— START Selected extract —

The history of psychological assessment is almost as old as the development of psychology itself as a profession. Therefore psychological assessment can reasonably be considered to be among the oldest and most researched domains of psychological practice. The particular use of psychological assessment for recruitment and selection is itself one hundred years old, since major publications dealing with the practice emerged by the time of the First World War. Since that time, many of the more general zeitgeist and ideological influences on the profession have frequently found their expression also in the field of psychological assessment, which has variously been acclaimed by its most ardent supporters and excoriated by its most trenchant critics. It is not the intention of this contribution to repeat these well-worn arguments which are covered in most significant books on individual differences. Rather in this article some of the significant ongoing and newer issues relevant to the field of psychological assessment in recruitment and selection will be surveyed. Although the focus is on psychological testing as distinct from other assessment techniques such as inbaskets, ratings, field evaluations and so on, no specific attention will be given to particular measures.

— END Selected extract —
— START Provided information —

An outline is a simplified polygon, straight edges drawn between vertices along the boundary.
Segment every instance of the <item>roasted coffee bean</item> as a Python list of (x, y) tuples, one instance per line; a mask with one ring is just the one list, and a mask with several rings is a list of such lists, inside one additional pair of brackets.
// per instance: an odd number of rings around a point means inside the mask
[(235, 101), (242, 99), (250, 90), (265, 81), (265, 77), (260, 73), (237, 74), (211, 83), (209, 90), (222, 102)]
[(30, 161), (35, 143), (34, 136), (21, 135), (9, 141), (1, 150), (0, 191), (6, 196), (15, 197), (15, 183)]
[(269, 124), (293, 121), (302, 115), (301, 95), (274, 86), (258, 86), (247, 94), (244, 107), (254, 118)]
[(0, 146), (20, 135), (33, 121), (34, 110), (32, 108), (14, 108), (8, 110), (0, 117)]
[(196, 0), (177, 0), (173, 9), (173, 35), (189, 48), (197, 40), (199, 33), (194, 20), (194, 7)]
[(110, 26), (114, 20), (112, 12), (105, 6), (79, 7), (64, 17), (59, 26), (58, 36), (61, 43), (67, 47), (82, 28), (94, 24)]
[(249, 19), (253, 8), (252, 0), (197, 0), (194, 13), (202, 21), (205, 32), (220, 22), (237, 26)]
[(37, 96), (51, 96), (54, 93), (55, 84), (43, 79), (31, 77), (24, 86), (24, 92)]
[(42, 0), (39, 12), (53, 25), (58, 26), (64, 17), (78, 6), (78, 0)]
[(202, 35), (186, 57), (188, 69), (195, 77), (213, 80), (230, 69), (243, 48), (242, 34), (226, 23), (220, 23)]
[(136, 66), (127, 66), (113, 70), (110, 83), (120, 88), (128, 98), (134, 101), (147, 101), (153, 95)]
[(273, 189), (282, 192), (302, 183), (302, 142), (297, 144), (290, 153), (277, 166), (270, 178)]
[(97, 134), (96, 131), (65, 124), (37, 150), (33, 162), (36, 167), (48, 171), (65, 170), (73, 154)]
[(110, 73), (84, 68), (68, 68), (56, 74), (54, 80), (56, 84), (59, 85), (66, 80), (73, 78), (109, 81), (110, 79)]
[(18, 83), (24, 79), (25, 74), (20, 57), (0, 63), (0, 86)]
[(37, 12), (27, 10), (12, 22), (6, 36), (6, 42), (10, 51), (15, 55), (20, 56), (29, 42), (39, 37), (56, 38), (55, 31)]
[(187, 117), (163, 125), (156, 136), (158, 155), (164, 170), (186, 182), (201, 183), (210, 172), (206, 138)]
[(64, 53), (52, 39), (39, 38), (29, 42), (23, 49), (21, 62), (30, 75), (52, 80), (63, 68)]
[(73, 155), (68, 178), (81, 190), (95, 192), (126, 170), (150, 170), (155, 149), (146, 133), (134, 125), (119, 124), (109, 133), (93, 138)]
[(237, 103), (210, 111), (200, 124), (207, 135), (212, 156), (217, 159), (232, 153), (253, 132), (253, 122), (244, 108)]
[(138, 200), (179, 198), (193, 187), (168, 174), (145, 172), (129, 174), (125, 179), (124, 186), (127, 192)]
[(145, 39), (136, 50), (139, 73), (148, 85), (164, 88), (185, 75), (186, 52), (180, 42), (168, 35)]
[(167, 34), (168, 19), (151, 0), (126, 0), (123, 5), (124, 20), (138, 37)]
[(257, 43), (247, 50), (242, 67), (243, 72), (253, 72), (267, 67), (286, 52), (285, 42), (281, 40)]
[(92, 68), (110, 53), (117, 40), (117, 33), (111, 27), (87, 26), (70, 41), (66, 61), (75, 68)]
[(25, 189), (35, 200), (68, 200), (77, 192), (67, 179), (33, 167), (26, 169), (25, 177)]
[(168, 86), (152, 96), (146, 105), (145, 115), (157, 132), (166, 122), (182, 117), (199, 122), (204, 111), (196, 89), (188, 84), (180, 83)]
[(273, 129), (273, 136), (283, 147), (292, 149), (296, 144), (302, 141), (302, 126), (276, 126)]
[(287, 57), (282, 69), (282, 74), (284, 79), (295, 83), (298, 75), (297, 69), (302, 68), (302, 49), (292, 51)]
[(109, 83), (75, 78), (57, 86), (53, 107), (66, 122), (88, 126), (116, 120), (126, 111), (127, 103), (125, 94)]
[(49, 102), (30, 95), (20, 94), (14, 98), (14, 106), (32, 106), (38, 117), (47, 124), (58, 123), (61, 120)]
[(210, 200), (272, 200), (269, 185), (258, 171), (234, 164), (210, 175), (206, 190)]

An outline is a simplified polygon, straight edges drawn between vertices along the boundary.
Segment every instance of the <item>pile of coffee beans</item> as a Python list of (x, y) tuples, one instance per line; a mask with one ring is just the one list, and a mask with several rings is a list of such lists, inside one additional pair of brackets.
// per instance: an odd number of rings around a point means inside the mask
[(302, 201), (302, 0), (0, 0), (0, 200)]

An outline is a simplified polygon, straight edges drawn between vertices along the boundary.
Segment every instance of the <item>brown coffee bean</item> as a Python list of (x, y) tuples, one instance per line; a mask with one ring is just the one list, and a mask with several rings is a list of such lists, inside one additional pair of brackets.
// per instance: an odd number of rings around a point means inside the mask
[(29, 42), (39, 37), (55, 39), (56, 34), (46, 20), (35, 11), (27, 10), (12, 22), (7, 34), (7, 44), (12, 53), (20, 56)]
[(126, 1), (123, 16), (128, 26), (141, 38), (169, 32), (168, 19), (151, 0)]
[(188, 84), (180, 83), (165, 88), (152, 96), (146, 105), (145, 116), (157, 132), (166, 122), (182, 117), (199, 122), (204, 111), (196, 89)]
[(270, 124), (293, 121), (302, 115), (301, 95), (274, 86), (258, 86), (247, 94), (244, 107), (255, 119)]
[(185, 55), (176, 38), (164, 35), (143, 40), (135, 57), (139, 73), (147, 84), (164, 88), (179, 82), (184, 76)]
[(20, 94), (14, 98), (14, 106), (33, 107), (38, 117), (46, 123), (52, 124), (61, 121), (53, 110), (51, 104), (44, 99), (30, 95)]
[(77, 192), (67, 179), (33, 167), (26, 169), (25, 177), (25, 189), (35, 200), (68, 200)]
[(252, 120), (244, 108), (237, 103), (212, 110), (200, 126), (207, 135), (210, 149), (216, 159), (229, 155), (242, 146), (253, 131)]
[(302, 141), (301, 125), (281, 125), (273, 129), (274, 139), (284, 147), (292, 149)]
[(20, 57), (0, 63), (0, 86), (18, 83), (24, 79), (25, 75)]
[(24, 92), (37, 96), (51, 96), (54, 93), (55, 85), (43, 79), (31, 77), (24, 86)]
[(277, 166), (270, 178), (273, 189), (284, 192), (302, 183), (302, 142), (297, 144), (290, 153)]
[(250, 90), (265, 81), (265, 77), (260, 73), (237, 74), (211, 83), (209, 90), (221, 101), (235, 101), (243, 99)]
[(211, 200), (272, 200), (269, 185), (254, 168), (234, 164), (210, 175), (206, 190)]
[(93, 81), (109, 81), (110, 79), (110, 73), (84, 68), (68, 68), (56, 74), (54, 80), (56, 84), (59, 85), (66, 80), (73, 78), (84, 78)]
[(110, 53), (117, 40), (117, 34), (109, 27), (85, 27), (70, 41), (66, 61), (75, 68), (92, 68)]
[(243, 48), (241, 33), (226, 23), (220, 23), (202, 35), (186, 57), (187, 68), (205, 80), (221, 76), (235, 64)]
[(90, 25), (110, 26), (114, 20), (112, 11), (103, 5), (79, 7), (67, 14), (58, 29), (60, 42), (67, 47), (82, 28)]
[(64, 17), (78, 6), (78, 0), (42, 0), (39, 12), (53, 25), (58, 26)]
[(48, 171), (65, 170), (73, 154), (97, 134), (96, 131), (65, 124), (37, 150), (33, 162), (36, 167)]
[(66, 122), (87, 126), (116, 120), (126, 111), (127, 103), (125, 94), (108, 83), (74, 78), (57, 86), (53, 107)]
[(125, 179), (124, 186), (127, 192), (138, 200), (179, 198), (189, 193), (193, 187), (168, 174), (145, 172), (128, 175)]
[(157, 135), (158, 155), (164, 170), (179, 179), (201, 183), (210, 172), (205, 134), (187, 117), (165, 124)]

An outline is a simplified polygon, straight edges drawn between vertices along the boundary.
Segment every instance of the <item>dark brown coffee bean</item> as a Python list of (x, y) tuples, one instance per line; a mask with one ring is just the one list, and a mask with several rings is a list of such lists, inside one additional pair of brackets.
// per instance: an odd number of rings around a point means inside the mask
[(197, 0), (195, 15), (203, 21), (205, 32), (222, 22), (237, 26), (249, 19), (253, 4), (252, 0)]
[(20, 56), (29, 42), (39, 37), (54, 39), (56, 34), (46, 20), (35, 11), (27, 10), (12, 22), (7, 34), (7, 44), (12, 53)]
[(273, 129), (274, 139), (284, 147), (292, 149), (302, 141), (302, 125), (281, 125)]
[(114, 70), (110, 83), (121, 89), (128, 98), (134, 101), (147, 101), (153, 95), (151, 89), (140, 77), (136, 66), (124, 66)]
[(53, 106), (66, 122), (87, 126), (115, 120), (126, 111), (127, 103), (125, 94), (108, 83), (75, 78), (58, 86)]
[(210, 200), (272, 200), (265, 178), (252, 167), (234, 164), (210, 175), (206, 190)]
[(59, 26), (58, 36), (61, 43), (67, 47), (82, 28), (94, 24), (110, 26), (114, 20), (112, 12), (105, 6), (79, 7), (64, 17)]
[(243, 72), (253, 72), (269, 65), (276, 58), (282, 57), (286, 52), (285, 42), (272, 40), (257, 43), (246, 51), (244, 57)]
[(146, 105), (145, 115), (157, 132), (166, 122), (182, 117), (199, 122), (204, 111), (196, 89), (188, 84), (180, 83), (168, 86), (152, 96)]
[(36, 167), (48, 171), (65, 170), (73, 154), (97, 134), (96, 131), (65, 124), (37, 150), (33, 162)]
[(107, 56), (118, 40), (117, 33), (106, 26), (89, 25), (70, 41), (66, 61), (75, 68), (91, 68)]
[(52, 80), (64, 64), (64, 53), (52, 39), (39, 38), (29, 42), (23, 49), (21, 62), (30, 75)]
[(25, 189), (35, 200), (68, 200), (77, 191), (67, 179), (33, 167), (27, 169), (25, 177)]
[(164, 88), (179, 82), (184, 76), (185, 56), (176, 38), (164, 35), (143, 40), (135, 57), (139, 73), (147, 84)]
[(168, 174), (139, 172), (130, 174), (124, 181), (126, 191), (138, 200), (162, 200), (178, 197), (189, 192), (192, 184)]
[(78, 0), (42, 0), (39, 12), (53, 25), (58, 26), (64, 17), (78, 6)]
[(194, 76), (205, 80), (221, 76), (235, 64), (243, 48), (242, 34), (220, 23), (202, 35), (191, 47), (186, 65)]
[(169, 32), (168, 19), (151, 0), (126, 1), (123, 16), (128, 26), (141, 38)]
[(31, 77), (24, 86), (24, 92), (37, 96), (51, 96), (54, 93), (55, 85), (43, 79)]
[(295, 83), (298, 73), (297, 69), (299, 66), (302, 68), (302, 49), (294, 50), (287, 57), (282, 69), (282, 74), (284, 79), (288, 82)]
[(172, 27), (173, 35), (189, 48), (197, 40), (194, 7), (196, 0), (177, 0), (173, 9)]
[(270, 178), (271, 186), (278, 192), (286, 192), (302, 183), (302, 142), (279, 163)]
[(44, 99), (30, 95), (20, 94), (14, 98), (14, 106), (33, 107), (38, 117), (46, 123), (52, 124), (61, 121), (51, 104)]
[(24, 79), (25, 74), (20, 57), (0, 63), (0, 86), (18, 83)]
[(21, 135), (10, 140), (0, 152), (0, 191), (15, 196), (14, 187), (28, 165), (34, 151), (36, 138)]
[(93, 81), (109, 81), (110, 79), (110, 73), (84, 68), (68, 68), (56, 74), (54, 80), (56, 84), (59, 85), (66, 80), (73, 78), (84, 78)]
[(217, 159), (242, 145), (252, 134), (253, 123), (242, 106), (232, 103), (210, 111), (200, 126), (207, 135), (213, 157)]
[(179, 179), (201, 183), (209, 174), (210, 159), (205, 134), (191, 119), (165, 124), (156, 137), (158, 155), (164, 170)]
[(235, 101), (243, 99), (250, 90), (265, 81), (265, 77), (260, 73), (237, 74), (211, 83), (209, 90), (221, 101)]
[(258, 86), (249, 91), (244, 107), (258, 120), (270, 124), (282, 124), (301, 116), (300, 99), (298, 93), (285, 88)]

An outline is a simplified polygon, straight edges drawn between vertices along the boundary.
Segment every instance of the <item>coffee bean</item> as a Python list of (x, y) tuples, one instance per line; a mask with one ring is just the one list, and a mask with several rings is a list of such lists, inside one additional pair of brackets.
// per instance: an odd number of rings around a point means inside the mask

— END Provided information —
— START Provided information —

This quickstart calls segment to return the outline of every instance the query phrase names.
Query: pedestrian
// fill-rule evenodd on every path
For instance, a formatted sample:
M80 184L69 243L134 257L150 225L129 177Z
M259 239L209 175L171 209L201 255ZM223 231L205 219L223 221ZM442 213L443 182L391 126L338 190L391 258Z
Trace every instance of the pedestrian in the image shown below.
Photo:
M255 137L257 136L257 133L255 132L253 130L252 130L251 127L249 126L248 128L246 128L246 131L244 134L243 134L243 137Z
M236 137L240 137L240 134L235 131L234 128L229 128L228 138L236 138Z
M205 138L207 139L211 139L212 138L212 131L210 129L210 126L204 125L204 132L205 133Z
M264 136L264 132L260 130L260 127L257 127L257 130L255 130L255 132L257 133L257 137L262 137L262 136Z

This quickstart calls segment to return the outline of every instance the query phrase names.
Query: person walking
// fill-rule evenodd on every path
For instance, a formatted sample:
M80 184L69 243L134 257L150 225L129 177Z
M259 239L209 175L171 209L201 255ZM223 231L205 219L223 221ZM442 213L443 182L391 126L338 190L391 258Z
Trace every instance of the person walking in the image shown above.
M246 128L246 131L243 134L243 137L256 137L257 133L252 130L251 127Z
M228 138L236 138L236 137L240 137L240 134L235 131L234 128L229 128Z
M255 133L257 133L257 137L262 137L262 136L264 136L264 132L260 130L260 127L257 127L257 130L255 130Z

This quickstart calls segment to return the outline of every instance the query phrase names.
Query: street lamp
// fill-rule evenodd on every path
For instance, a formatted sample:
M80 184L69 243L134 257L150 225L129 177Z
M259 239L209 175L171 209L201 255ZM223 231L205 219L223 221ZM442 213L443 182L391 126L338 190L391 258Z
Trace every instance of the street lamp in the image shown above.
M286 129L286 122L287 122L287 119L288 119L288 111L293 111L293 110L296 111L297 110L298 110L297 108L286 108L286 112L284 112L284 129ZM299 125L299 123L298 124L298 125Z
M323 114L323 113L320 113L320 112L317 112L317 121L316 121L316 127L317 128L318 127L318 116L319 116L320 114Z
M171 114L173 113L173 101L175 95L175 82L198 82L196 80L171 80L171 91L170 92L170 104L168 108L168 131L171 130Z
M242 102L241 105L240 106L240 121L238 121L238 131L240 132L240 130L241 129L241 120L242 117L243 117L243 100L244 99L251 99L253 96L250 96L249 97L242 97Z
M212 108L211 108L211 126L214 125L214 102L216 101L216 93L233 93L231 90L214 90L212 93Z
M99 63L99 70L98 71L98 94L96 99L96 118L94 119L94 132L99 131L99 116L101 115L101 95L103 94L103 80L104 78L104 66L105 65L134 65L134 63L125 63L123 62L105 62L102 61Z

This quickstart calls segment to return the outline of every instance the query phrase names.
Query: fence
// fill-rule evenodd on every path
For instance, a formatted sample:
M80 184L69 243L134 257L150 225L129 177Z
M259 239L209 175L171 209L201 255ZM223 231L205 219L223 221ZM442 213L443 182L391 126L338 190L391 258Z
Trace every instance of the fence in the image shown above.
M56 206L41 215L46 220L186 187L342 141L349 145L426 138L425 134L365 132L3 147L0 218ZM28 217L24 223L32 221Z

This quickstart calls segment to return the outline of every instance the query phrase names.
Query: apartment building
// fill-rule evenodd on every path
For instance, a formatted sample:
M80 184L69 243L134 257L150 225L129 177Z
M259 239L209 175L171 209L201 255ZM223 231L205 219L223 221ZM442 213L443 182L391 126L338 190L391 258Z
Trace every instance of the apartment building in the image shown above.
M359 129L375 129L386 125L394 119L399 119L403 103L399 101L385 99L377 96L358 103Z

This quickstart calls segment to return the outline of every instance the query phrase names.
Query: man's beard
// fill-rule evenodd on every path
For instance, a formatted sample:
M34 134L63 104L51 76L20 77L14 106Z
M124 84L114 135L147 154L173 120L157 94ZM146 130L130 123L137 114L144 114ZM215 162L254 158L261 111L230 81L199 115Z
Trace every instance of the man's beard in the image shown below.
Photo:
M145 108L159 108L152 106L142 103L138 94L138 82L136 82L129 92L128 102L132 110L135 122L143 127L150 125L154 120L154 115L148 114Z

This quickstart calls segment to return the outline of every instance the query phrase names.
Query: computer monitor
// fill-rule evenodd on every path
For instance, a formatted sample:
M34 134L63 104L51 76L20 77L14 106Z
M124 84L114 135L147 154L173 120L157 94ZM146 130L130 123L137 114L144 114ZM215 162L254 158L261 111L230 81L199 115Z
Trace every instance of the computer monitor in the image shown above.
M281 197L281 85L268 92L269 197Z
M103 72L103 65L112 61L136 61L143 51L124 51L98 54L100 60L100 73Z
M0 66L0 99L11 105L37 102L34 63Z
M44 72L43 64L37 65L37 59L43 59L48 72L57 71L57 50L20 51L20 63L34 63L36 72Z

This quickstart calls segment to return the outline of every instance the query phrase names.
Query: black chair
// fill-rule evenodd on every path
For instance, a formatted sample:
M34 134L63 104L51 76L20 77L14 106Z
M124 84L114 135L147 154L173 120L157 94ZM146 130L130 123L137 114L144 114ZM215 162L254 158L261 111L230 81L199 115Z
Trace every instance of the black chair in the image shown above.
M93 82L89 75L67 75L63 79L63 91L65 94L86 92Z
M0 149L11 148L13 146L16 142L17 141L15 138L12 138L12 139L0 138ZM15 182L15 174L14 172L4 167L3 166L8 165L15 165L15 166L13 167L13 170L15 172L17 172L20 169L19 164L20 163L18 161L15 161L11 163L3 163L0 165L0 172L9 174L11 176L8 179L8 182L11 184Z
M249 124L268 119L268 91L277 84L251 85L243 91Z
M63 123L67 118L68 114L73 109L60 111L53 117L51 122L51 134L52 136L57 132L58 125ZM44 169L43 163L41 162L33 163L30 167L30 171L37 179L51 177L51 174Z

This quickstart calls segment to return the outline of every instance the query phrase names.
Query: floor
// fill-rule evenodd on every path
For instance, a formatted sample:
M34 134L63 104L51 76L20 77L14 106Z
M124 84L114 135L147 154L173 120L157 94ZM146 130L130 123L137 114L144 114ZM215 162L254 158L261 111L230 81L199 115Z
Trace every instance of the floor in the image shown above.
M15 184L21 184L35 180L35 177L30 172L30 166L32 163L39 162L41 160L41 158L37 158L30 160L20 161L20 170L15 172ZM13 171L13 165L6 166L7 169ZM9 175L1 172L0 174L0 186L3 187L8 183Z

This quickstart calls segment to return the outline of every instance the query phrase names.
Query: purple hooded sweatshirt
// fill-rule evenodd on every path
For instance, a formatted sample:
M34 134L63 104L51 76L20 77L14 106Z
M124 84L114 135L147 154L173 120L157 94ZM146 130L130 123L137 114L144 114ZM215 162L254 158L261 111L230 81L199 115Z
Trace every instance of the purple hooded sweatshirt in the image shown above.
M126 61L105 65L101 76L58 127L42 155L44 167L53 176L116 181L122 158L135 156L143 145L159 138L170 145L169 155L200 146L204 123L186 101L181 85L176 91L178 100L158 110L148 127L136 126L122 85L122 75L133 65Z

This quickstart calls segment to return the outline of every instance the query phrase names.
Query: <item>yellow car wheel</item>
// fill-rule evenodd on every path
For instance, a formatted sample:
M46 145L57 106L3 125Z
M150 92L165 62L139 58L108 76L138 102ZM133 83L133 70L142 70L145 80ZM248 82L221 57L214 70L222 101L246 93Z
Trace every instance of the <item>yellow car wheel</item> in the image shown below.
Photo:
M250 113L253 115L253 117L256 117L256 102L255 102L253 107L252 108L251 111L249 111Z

— END Provided information —

### Exercise
Name every assessment technique that the text on psychological assessment gives as distinct from psychological testing. Draw only on the text about psychological assessment, not on the lines.

### Completed exercise
Inbaskets, ratings, field evaluations